Extract to read:
——————
But we have Nate..so we'll always be in a position to mess it up. 
"Oh we're up 16...lets bring Zach back and iso him every time down and let him jack it up"
1st half Nate was brilliant..2nd half Nate was garbage.


----------



## IbizaXL (Sep 21, 2005)

MAS RipCity said:


> Did you not see Roy go to the hole in the 4th quarter? Take off the Red and Orange colored glasses dude. Everyone saw this crap in the finals, and it happened today. *He gets phantom calls.*..you, i, and the world knows it.


stop making it seem like hes the only one. plz LOL

ill admit i didnt watch much of the 4th qt, so i cant really comment about Roy in the 4th.


----------



## wastro (Dec 19, 2004)

MAS RipCity said:


> But we have Nate..so we'll always be in a position to mess it up.
> "Oh we're up 16...lets bring Zach back and iso him every time down and let him jack it up"
> 1st half Nate was brilliant..2nd half Nate was garbage.
——————
Raw records:

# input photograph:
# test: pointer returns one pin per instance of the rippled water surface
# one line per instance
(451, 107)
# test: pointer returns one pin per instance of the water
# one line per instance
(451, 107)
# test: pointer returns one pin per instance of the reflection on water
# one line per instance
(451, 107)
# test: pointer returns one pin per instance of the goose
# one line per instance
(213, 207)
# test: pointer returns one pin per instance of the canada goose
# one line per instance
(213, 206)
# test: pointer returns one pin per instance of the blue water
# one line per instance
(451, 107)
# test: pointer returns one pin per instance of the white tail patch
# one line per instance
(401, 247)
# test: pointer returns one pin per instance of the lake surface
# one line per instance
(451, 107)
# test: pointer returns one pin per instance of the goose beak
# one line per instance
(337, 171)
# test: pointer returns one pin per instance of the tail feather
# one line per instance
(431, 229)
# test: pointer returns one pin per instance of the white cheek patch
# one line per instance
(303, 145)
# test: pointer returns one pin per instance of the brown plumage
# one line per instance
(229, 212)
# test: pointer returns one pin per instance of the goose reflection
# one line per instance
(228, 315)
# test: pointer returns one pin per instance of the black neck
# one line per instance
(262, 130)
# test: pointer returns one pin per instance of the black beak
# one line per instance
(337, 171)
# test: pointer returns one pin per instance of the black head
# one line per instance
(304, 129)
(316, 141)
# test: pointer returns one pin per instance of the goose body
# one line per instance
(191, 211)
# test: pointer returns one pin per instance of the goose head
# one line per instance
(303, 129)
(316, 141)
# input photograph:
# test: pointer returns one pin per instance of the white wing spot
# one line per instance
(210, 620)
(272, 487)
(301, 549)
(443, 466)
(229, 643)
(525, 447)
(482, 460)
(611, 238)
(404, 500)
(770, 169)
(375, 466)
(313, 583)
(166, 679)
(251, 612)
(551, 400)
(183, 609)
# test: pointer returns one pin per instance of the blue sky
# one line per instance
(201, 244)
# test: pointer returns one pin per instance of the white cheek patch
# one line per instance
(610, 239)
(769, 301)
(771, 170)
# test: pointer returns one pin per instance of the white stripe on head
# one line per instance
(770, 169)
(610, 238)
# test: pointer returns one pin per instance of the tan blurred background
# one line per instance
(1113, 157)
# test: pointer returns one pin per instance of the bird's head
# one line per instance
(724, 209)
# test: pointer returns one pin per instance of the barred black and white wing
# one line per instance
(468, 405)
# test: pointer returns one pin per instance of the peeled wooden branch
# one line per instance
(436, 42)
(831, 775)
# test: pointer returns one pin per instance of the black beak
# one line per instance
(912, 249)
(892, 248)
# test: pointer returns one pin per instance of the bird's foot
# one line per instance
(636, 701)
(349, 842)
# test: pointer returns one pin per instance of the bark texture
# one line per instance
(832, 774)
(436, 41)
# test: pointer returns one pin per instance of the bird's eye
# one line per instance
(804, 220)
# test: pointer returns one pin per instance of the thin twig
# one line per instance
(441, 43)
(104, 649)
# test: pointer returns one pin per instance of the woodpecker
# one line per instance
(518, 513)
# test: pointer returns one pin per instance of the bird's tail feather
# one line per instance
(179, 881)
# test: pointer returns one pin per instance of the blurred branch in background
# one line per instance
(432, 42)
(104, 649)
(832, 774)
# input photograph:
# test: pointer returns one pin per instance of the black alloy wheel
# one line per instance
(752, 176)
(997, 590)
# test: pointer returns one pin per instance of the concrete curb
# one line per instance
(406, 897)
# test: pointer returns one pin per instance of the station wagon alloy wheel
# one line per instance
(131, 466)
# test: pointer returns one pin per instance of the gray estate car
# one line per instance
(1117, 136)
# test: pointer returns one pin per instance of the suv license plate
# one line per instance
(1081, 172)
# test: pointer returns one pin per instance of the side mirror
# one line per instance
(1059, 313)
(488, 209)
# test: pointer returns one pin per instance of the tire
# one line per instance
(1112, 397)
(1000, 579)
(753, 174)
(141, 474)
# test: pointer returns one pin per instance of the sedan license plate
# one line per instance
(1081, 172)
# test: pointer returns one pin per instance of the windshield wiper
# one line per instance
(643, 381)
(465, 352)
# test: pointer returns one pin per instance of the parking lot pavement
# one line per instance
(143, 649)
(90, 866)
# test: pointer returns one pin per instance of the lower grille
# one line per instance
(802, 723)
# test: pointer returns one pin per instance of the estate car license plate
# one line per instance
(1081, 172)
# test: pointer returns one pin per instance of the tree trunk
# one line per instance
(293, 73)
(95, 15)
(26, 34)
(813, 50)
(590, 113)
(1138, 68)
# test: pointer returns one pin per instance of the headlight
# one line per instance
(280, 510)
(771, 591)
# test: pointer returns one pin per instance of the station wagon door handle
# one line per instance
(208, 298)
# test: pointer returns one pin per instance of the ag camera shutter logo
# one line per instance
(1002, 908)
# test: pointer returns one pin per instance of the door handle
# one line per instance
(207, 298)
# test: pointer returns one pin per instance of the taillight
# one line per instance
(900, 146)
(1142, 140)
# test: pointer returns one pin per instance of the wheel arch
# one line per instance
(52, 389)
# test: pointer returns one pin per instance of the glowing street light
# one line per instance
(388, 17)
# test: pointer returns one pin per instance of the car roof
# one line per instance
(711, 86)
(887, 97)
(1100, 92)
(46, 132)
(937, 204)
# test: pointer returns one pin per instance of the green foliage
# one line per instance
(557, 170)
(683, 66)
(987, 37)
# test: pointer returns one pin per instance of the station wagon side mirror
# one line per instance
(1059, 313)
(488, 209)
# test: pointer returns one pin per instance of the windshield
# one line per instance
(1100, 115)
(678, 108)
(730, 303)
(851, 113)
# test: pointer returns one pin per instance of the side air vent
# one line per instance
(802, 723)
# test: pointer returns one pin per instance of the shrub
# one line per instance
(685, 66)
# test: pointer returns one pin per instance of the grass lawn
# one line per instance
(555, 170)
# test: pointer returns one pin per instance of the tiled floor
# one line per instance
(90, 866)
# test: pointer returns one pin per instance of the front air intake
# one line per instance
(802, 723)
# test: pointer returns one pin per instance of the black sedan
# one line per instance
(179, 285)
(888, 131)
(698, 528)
——————
Task list:
[1] Reproduce the records verbatim, starting at the line that contains "# test: pointer returns one pin per instance of the car" and ending at the last line of the records, with both of those lines included.
[2] Carry on the basketball forum thread from the point where it stops.

The responses:
[1]
# test: pointer returns one pin per instance of the car roof
# one line per instance
(711, 86)
(887, 97)
(1100, 92)
(46, 132)
(937, 204)
# test: pointer returns one pin per instance of the green foliage
# one line per instance
(557, 170)
(683, 66)
(987, 37)
# test: pointer returns one pin per instance of the station wagon side mirror
# one line per instance
(1059, 313)
(488, 209)
# test: pointer returns one pin per instance of the windshield
# one line per instance
(1100, 115)
(678, 108)
(730, 303)
(851, 113)
# test: pointer returns one pin per instance of the side air vent
# one line per instance
(802, 723)
# test: pointer returns one pin per instance of the shrub
# one line per instance
(685, 66)
# test: pointer returns one pin per instance of the grass lawn
# one line per instance
(555, 170)
# test: pointer returns one pin per instance of the tiled floor
# one line per instance
(90, 866)
# test: pointer returns one pin per instance of the front air intake
# one line per instance
(802, 723)
# test: pointer returns one pin per instance of the black sedan
# one line per instance
(179, 285)
(888, 131)
(698, 528)

[2]
To be fair, Nate's line of thinking probably was, "well, we did that WITHOUT our best player on the floor for most of the half; imagine how good we'll be WITH Zach in the game!"

The answer was "not very," and he should have reacted much quicker (okay, he didn't react at all) and made the necessary adjustments (i.e. benching Zach).

But I can at least defend Nate's initial line of thinking. I just wish he would have made some changes quicker.

That, and let's be honest ... Portland didn't give the game away until the final 6:00. They still had an eight-point lead going into the fourth quarter, and Zach was in the game for a good portion of that.


----------



## IbizaXL (Sep 21, 2005)

Hap said:


> like that one where he tripped over himself and got a foul called?


i think we can agree that was a bad call. and im not denying that their is favoritism in the NBA. heck, even ive become less of an NBA fan.


----------



## TheBlueDoggy (Oct 5, 2004)

In all seriousness, I think we lost this because Roy as well as a few others kind of disapeared in the second half. First half, those guys were just imposing their will. Second half, they just kinda... were there, somewhere... Probably watching something.


----------



## Dan (Dec 30, 2002)

Gio305 said:


> i think we can agree that was a bad call. and im not denying that their is favoritism in the NBA. heck, even ive become less of an NBA fan.


I'm flat out not an NBA fan BECAUSE of that. If it's not Blazers, I don't care about it.


----------



## wastro (Dec 19, 2004)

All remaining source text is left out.